[Begin PAGE]

Monday, July 27, 2015
Alas, I write to let you know that I will be away from my blog due to our family vacation. The honey and I are desperately needing some R & R. So we are taking a few days of time to just chill. I will not be blogging about great books for kids, though I may find some on my travels. I will miss you!
Meanwhile, the above picture is a mystery of sorts. See if you can figure out where I took that photo on a former vacation. Let me know what you think.
Wait for me, I'll be back!
Friday, July 24, 2015
My Little Round House
by Bolormaa Baasansuren
adapted by Helen Mixter
(Groundwood Books, House of Anansi Press, 2006/2009)
My Little Round House is the story of a young boy who was born in Mongolia. Jilu lived in a nomadic community that traveled to new places in the different seasons.

[End PAGE]

## [WHAT IS ASKED]
In the blog page, where was Jilu born? The data is not needed here.

[Begin MATERIAL]

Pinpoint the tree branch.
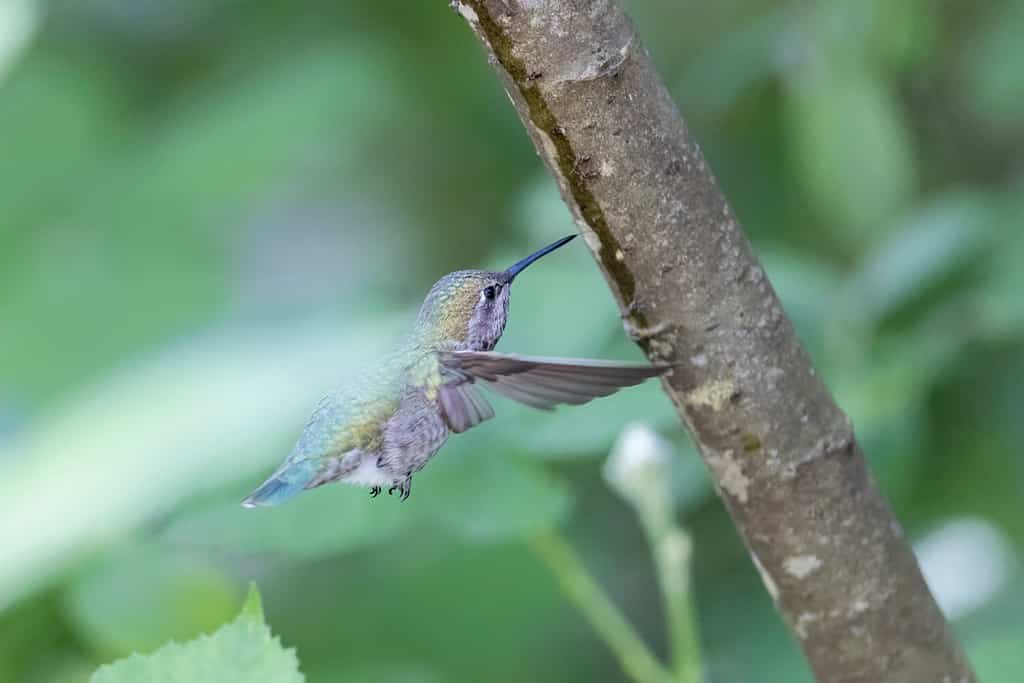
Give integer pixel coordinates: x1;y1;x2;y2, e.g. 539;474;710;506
453;0;975;683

[End MATERIAL]

## [EXERCISE OUTPUT]
Mongolia